### Text zum Lesen ###
Die Nekroskopie – das ist die Obduktion eines Tierkadavers – führte Dr. Claudia Szentiks am IZW durch. „Die Ergebnisse zeigen eindeutig, dass die Anfälle von Knut durch eine Enzephalitis ausgelöst worden sind, höchstwahrscheinlich verursacht durch Viren“, erklärt die leitende Pathologin.
Enzephalitis kann durch verschiedene Viren, Bakterien oder Parasiten ausgelöst werden. Neue Erreger in Wildtieren zu identifizieren ist eine riesige Herausforderung, die oft gar nicht zur meistern ist. Bei Knut hat das Forscherteam die DNA-Sequenzen mehrerer Zehnmillionen Erreger überprüft. Prof. Alex Greenwood, Leiter der IZW-Abteilung Wildtierkrankheiten, sagt: „Die schiere Anzahl der Experimente und deren Auswertungen durch viele der führenden Diagnostik-Gruppen in Deutschland und weltweit haben extrem viel Zeit gekostet, sie haben uns aber auch Erkenntnisse darüber geliefert, was wir mit den neuesten Technologien leisten können und was nicht. Viele neue Richtungen für Verbesserungen und Entwicklungen werden sich daraus ergeben.“
Obwohl er vielfach verdächtigt wurde, ist das Pferde-Herpesvirus nicht schuld an Knuts Tod. Dieses Virus ist in anderen Eisbären in deutschen und anderen Zoos gefunden worden, aber nicht bei Knut. Die Analyse von Knut deckte eine neue Gruppe von Retroviren in Bären auf, die allerdings nicht zu seinem Tod geführt haben. Der einzige Erreger, dem Knut anscheinend ausgesetzt war, war ein Influenza-A-Virus – entsprechende Antikörper befanden sich im Blut. Es ist aber relativ unwahrscheinlich, dass die Grippe für Knuts Tod verantwortlich war, da das Virus nicht in seinem Gehirn entdeckt wurde. Prof. Klaus Osterrieder, Direktor des Instituts für Virologie am Fachbereich Veterinärmedizin der Freien Universität Berlin, bemerkt: „Nach so viel harter Arbeit erscheinen die Resultate letztendlich ernüchternd. Wir können das Influenza-Virus nicht für den Tod von Knut verantwortlich machen.“
Während es im letzten Jahrzehnt große Fortschritte in der Diagnostik in Human- und Veterinärmedizin gab, zeigen die Ergebnisse, dass Wildtierkrankheiten immer noch einzigartige Herausforderungen darstellen: Es gibt viel mehr, was die Wissenschaftler darüber nicht wissen, als was sie wissen. Es gab im Laufe der Untersuchungen auch unerwartete Erkenntnisse. So stellte sich heraus, dass ein Herpesvirus, das eigentlich Zebras befällt, für Eisbären tödlich sein kann. Im Wuppertaler Zoo infizierten sich Knuts Vater Lars, der dies überlebte, und seine Partnerin Jerka, die daran starb. Dieses überraschende Resultat war Ausgangspunkt für ein neues Forschungsprojekt zur Übertragung von Herpesviren auf gefährdete Zootiere, an dem die Zoos beteiligt sind. Prof. Heribert Hofer, IZW-Direktor, kommentiert: „Es wäre unmöglich gewesen, alle fraglichen Ursachen zu überprüfen, hätten uns nicht so viele Zoos unterstützt, indem sie uns großzügig mit Vergleichsproben verschiedener Tiere versorgt haben, die sie umsichtigerweise für Vergleichszwecke aufbewahrt hatten. Das ist und war vorbildlich. Auch wenn es Knut nicht mehr hilft, so können wir doch mit dem Wissen über die Pferde-Herpesviren als Ursache von Enzephalitis bei Eisbären neue Management-Strategien entwickeln, um deren Auftreten zu minimieren.“
Originalveröffentlichung
Szentiks CA et al.; (2013): Polar bear encephalitis: Establishment of a comprehensive next-generation pathogen analysis pipeline for captive and free-living wildlife. Journal of Comparative Pathology.
### Datenauszüge ###
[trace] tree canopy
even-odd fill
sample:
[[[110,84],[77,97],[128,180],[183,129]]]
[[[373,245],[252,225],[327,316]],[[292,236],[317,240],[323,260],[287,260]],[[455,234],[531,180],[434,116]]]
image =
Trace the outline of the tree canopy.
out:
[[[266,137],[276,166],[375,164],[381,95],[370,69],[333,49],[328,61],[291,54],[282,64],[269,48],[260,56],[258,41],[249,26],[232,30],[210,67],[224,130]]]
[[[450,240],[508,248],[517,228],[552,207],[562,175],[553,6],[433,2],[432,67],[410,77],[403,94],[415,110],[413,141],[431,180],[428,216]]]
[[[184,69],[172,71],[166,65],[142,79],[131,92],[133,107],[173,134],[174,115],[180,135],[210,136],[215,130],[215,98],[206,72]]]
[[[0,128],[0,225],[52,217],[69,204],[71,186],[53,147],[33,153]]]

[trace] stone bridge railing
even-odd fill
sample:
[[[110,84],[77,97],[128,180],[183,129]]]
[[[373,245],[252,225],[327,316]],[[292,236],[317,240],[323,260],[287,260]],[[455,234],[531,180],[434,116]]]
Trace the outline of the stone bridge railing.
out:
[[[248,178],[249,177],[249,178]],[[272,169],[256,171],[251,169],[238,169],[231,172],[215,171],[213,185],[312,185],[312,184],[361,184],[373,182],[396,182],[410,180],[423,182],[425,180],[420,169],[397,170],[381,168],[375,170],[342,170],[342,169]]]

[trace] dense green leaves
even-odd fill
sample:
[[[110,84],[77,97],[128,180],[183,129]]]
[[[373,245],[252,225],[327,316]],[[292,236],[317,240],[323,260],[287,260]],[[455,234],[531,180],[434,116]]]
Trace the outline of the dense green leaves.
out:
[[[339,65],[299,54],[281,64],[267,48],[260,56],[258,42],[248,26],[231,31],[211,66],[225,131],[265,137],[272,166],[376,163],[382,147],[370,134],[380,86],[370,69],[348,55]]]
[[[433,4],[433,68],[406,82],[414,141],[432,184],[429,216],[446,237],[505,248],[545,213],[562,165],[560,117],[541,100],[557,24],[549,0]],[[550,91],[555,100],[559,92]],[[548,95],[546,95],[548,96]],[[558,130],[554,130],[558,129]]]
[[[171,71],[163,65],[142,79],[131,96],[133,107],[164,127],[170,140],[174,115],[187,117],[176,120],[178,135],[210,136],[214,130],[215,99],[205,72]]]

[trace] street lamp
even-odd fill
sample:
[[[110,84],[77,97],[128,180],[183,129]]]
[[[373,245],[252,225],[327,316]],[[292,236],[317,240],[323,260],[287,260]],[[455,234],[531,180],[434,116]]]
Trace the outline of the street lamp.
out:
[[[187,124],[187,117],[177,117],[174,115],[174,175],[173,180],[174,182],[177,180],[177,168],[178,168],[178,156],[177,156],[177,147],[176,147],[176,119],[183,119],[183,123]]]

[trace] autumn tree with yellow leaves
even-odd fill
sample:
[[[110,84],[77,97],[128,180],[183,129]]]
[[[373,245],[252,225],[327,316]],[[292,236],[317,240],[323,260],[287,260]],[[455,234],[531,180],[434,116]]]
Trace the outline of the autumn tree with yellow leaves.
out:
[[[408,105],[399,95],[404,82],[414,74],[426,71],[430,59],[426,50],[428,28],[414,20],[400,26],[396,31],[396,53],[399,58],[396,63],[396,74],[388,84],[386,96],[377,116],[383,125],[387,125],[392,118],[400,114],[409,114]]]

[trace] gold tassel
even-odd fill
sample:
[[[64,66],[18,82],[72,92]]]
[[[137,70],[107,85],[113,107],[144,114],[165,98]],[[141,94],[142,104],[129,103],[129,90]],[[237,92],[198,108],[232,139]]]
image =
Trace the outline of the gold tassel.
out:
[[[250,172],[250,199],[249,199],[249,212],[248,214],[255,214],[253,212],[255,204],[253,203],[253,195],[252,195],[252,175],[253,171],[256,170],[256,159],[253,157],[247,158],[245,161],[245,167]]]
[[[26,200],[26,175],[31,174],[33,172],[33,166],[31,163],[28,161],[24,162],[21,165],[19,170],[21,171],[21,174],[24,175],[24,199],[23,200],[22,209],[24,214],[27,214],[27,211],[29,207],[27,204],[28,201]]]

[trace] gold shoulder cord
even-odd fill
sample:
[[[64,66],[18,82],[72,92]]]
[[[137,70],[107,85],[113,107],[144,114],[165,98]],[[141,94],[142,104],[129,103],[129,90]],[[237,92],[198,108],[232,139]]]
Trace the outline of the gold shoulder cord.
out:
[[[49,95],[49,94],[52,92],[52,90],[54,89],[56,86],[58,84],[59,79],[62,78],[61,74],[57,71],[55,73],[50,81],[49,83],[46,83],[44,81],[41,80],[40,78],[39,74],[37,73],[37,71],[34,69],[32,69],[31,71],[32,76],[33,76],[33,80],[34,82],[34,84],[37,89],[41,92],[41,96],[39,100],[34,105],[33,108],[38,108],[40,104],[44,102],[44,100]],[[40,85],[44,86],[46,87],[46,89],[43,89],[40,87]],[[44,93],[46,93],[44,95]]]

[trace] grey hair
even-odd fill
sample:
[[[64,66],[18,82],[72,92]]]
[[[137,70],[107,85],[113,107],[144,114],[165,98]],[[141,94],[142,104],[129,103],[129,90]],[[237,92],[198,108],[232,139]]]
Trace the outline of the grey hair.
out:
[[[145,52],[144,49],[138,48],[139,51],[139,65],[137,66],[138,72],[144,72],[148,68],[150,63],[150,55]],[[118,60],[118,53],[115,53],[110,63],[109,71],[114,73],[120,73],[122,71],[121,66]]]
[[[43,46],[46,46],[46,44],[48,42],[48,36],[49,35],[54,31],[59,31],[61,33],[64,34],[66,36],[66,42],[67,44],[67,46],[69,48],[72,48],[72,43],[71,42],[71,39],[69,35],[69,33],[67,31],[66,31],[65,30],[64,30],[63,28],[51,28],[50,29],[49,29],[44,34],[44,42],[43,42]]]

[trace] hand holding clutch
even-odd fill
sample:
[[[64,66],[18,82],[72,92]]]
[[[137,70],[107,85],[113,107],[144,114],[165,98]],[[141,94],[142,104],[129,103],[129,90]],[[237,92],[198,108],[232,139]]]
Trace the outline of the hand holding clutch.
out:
###
▶ **Deine Aufgaben**:
A - Erkläre mit den Angaben aus dem Text über Knuts Tod, warum die Grippe als Todesursache relativ unwahrscheinlich ist.
B - Beantworte mithilfe des Textes über Knuts Tod die folgenden Fragen:
(i) Wer führte die Nekroskopie an Knut durch?
(ii) Welches Virus wurde in anderen Eisbären gefunden, aber nicht bei Knut?
(iii) Welche Tiere befällt das Herpesvirus eigentlich, das sich als tödlich für Eisbären herausstellte?
C - Gib eine Stelle aus dem Text über Knuts Tod wörtlich wieder. Beginne bei den Worten „Die Nekroskopie –“ und höre nach „die leitende Pathologin.“ auf.

▶ **Lösungen**:
A - In Knuts Blut fanden sich zwar Antikörper gegen ein Influenza-A-Virus. Das Virus selbst wurde aber nicht in seinem Gehirn entdeckt.

B -
(i) Dr. Claudia Szentiks am IZW.
(ii) Das Pferde-Herpesvirus.
(iii) Zebras.

C -
Die Nekroskopie – das ist die Obduktion eines Tierkadavers – führte Dr. Claudia Szentiks am IZW durch. „Die Ergebnisse zeigen eindeutig, dass die Anfälle von Knut durch eine Enzephalitis ausgelöst worden sind, höchstwahrscheinlich verursacht durch Viren“, erklärt die leitende Pathologin.